Gandalf paused astonished and looked at him. "It was only a dream," said Frodo, "but it suddenly came back to me. I had quite forgotten it. It came some time ago; after I left the Shire, I think."

"Then it was late in coming," said Gandalf [...]. (hotR II.2.261)

It is an interesting detail, but one that had surely been forgotten by the reader as well as by Frodo.

Again, on the Barrow-downs, after Bombadil has rescued the hobbits from the barrow, he mentions the Men of Westernesse who had forged the blades he had given them, adding, "Few now remember them [...] yet still some go wandering, sons of forgotten kings walking in loneliness, guarding from evil things folk that are heedless."

The hobbits did not understand his words, but as he spoke they had a vision as it were of a great expanse of years behind them, like a vast shadowy plain over which there strode shapes of Men, tall and grim with bright swords, and last came one with a star on his brow. Then the vision faded, and they were back in the sunlit world. (LotR I.8.146)

The reader understands the whole thing no more than do the hobbits; only later do we come to realize that the Men were Rangers, and the last is Aragorn.

Of course the most prominent dream in the text is the dream of Faramir and Boromir, in which they hear the riddling verse:
   Seek for the Sword that was broken:
   In Imladris it dwells;
   There shall be counsels taken
   Stonger than Morgul-spells.
   There shall be shown a token
   That Doom is near at hand,
   For Isildur's Bane shall waken,
   And the Halfling forth shall stand. (LotR II.2.246)

It is to find the meaning of this verse that Boromir comes to the House of Elrond, which is certainly essential to the plot. And the verse figures later in the narrative as well, when Frodo meets Faramir. But its primary function here is to introduce the character Boromir into the narrative, and to provide an opportunity for much lengthy exposition.

These dreams and prophecies are mostly part of the background of the novel. As literary devices, they certainly contribute to the novel's mood. By them the reader knows that he is in a world where prophecy is possible, where men are somehow connected to the numinous. But other than establishing mood, their main function is foreshadowing. With two exceptions, the reader hardly notices them as they occur, and whatever their importance may be is only perceived by the reader much later.

● MATERIAL SUPPLIED
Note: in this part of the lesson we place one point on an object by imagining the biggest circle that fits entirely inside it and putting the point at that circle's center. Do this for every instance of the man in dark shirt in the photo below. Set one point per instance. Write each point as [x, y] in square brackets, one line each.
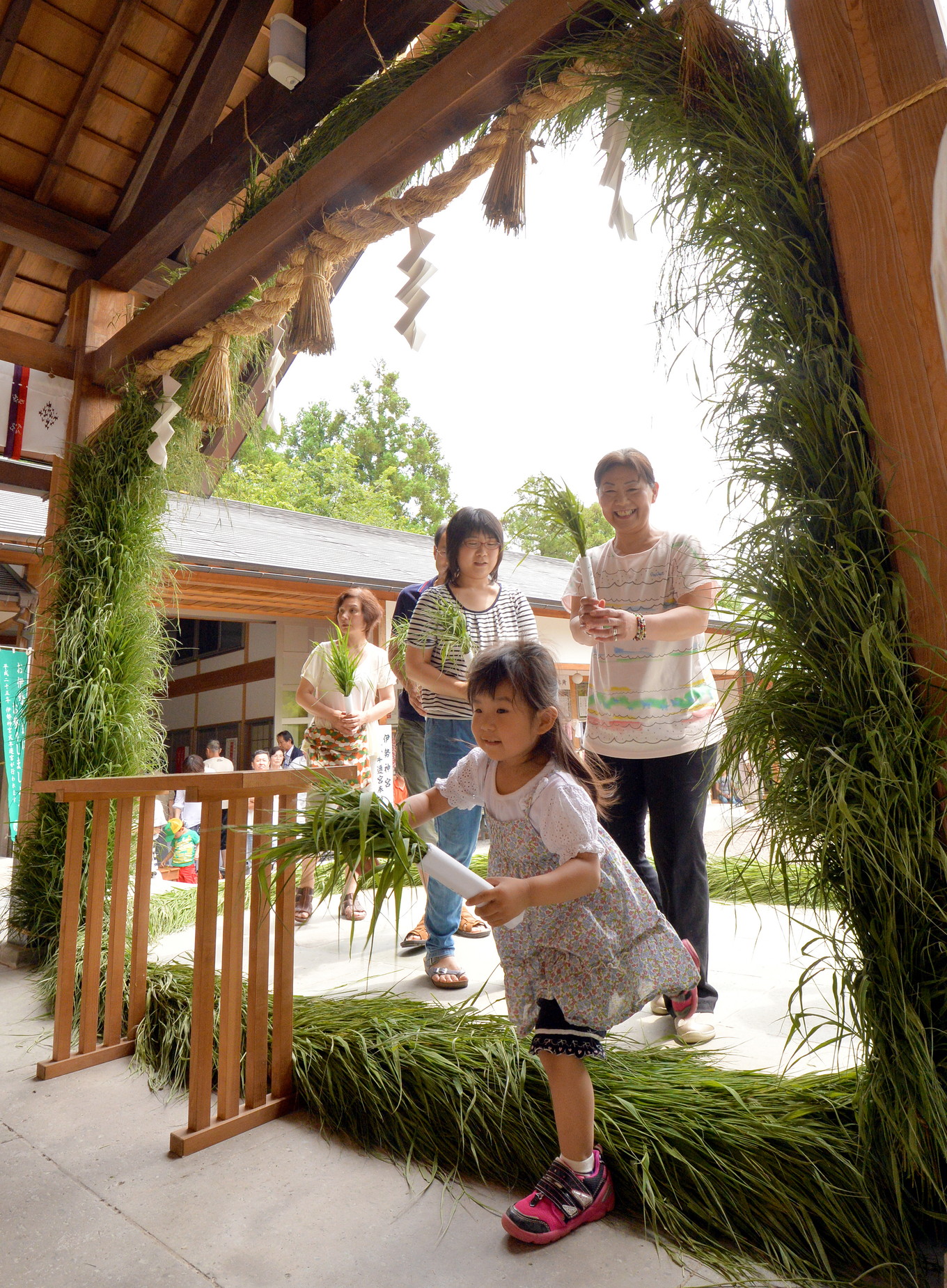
[409, 736]
[292, 754]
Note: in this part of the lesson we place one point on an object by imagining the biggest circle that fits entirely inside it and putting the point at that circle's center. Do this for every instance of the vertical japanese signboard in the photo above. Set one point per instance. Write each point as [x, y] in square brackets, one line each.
[13, 671]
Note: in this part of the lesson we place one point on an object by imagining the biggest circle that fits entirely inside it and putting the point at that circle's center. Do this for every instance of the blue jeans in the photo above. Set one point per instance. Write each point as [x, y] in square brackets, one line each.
[445, 744]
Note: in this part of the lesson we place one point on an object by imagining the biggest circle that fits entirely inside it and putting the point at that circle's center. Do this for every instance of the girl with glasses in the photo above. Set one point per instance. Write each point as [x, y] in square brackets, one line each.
[495, 613]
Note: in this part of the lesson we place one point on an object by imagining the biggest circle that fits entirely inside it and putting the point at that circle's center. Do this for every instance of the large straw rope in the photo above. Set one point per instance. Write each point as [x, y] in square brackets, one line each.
[348, 231]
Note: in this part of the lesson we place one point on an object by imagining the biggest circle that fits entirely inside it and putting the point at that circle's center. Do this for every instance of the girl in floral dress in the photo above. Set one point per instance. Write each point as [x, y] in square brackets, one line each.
[593, 947]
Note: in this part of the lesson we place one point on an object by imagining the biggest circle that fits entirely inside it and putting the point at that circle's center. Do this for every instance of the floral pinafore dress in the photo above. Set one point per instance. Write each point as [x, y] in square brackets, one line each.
[601, 957]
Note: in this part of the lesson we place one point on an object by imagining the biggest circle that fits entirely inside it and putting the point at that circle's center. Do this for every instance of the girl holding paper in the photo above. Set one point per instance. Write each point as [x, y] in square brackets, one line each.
[592, 948]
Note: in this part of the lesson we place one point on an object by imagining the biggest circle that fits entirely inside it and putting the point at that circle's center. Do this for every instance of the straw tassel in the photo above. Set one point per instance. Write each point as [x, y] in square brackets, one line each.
[707, 42]
[312, 317]
[504, 201]
[212, 398]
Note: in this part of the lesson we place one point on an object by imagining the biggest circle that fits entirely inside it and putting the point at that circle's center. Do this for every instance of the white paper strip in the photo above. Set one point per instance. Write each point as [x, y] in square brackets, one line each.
[459, 879]
[938, 242]
[613, 142]
[168, 410]
[276, 360]
[413, 295]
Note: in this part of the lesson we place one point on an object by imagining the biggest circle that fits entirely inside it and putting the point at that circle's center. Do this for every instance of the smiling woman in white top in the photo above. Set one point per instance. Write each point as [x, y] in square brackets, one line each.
[341, 737]
[654, 712]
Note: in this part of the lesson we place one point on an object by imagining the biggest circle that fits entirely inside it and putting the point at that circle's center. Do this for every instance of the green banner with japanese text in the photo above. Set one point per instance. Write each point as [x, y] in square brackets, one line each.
[13, 673]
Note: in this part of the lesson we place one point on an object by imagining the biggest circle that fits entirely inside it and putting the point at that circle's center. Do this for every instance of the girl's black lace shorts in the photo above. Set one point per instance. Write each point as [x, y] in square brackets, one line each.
[554, 1033]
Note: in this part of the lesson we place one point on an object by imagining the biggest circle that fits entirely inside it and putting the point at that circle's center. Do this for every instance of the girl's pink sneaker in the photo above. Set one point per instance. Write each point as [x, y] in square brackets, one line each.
[686, 1004]
[562, 1201]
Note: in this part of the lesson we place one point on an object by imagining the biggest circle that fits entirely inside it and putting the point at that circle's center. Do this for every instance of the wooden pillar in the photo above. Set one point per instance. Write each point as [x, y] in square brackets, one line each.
[34, 756]
[857, 58]
[95, 313]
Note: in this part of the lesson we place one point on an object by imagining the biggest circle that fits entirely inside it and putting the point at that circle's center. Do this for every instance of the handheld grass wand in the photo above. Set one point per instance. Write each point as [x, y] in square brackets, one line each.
[363, 833]
[562, 509]
[343, 668]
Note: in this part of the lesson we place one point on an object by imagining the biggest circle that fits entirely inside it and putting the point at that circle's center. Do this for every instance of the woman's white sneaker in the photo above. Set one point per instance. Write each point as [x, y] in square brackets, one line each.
[695, 1030]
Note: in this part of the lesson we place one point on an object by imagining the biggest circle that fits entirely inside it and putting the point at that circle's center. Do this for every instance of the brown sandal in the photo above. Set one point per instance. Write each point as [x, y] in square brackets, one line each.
[437, 975]
[472, 927]
[350, 910]
[303, 910]
[416, 938]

● AIM OF THE EXERCISE
How would the sentence "These dreams and prophecies are mostly part of the background of the novel." from the discussion of dreams and prophecy read in Spanish?

● OUTPUT
Estos sueños y profecías son, en su mayoría, parte del trasfondo de la novela.